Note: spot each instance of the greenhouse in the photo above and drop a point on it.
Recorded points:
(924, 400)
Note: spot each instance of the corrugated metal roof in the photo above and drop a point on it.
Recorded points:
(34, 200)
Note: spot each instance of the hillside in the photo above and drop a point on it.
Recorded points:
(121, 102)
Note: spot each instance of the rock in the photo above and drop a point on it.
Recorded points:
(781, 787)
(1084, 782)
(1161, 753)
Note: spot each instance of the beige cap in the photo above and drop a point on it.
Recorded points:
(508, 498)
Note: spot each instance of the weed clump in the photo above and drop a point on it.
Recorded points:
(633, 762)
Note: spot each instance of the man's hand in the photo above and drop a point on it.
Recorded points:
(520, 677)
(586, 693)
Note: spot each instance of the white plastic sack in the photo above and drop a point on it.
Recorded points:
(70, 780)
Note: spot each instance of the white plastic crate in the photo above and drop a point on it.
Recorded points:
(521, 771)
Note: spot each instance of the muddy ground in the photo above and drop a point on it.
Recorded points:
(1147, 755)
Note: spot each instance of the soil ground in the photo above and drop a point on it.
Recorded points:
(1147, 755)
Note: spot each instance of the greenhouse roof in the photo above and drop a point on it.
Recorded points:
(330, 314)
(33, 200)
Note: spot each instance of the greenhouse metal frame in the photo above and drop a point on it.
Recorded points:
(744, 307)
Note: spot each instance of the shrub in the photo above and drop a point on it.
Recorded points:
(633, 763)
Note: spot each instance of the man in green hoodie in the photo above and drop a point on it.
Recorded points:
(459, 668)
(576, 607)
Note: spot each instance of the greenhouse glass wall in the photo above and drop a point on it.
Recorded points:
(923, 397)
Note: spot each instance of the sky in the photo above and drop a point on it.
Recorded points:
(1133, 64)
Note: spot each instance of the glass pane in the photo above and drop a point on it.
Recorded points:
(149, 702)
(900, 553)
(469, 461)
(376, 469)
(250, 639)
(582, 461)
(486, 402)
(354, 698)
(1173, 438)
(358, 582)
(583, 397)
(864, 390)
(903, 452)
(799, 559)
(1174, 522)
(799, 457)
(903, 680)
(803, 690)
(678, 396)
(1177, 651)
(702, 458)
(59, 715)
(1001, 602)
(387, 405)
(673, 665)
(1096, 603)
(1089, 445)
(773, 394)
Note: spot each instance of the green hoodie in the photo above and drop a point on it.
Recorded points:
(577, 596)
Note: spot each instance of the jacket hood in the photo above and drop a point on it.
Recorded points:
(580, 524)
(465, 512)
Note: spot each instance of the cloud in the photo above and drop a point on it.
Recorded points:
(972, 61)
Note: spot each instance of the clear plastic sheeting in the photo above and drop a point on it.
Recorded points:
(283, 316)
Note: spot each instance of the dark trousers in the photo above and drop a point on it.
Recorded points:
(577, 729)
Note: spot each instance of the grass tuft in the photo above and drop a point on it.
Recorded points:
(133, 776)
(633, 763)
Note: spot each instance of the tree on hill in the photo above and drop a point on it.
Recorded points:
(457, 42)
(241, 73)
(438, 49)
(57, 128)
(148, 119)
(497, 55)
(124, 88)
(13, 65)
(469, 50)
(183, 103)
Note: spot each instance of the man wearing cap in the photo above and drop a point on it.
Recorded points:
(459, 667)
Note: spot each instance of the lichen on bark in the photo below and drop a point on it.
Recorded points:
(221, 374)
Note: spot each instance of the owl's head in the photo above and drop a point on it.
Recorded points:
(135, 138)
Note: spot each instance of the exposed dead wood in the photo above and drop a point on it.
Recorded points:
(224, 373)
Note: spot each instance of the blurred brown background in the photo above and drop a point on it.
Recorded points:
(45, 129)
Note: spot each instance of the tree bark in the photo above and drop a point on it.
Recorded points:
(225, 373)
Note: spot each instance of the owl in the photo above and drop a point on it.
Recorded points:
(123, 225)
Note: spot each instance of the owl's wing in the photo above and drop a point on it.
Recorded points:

▶ THE REQUEST: Format all of the rows above as a numbered list, dropping any blank lines.

▶ ANSWER FOR THIS EXERCISE:
1. Note: spot each instance of the greenhouse in the photo above and drop a point on it.
2. Recorded points:
3. (924, 400)
4. Note: spot each instance of the corrugated metal roof in the photo above and drop a point on it.
5. Recorded points:
6. (34, 200)
7. Note: spot each instance of the hillside in the photo above and drop a point on it.
8. Recorded points:
9. (121, 102)
10. Note: spot each instance of the rock in the photo above and drop a point on it.
11. Recorded points:
12. (781, 787)
13. (1084, 782)
14. (1161, 753)
15. Note: spot each instance of the beige cap in the photo above and drop a point on it.
16. Recorded points:
17. (508, 498)
18. Note: spot each instance of the weed clump in the photo above and drop a point on it.
19. Recorded points:
20. (633, 762)
21. Note: spot each instance of the man's hand in the photo above and drop a point on it.
22. Recorded points:
23. (520, 677)
24. (586, 693)
25. Note: spot each instance of the white plastic sack in the photo above and drop a point on it.
26. Recorded points:
27. (70, 780)
28. Note: spot each instance of the white plastic crate in the photo above and drop a point on it.
29. Recorded points:
30. (521, 771)
31. Note: spot each instance of the muddy ground in the photo above and drop a point on it.
32. Recorded points:
33. (1147, 755)
34. Note: spot each instance of the soil ground in the photo above and drop a point on it.
35. Recorded points:
36. (1147, 755)
37. Note: spot each instance of the greenhouse roof in the photo above and drop a point on it.
38. Recorded points:
39. (330, 314)
40. (33, 200)
41. Note: spot each instance of the greenhouse metal frame in the photo above and drop a point on it.
42. Recorded points:
43. (744, 307)
44. Note: spot each instance of the shrub in the photo above and drop a point on it.
45. Recorded points:
46. (633, 763)
47. Note: spot each instance of the man in green hoodie in the photo above and drop a point on it.
48. Recorded points:
49. (459, 668)
50. (576, 607)
51. Note: spot each instance of the greenhouse glass wall in the photo above and drop a point on it.
52. Recorded points:
53. (923, 397)
54. Note: spot each instance of the sky in the photo above and drop a point on it.
55. Recorded points:
56. (1133, 64)
57. Note: spot each instance of the glass pane in the photo above and drop a point on it.
58. Recorded points:
59. (149, 702)
60. (900, 553)
61. (469, 461)
62. (376, 469)
63. (250, 639)
64. (582, 461)
65. (486, 402)
66. (354, 698)
67. (1173, 438)
68. (358, 582)
69. (583, 397)
70. (864, 390)
71. (903, 452)
72. (799, 559)
73. (1174, 522)
74. (799, 457)
75. (903, 680)
76. (803, 690)
77. (678, 396)
78. (1177, 651)
79. (702, 458)
80. (59, 715)
81. (1001, 602)
82. (387, 405)
83. (673, 665)
84. (1096, 603)
85. (1089, 445)
86. (773, 394)
87. Note: spot each instance of the green hoodie in the photo above and drop a point on it.
88. Recorded points:
89. (577, 596)
90. Note: spot each instance of the jacket hood in the photo above and drop a point on it.
91. Recorded points:
92. (580, 524)
93. (465, 512)
94. Note: spot each instance of the cloud in the photo above and drop a point on it.
95. Recorded points:
96. (972, 61)
97. Note: spot each instance of the clear plastic sheeting in the photo above and drop a point on it.
98. Recorded points:
99. (283, 316)
100. Note: spot each instance of the dark trousers in the photo above and drop a point on it.
101. Recorded points:
102. (577, 729)
103. Note: spot each instance of the grass tuft in the photo above and drop a point on it.
104. Recorded points:
105. (133, 776)
106. (633, 763)
107. Note: spot each instance of the tree on hill in the photo above and drop a point on it.
108. Recorded points:
109. (457, 42)
110. (241, 73)
111. (438, 49)
112. (57, 128)
113. (148, 119)
114. (497, 55)
115. (124, 88)
116. (13, 65)
117. (469, 50)
118. (183, 103)
119. Note: spot each instance of the man wearing cap in the photo above and drop a point on it.
120. Recorded points:
121. (459, 667)
122. Note: spot each instance of the lichen on bark in the photo below and drop a point on it.
123. Recorded points:
124. (221, 374)
125. Note: spot each instance of the owl's head in the photo above and drop a point on it.
126. Recorded points:
127. (135, 138)
128. Note: spot each instance of the exposed dead wood in the photo above and drop a point on it.
129. Recorded points:
130. (224, 373)
131. Note: spot each instance of the blurred brown background in the photo above and drop a point on it.
132. Recorded points:
133. (45, 129)
134. Note: spot each instance of the tree bark in the photo above and drop a point on it.
135. Recorded points:
136. (225, 373)
137. Note: spot each instance of the owl in the photo above and drop a point on it.
138. Recorded points:
139. (123, 225)
140. Note: spot each instance of the owl's wing in the photo above and drop a point on it.
141. Recorded points:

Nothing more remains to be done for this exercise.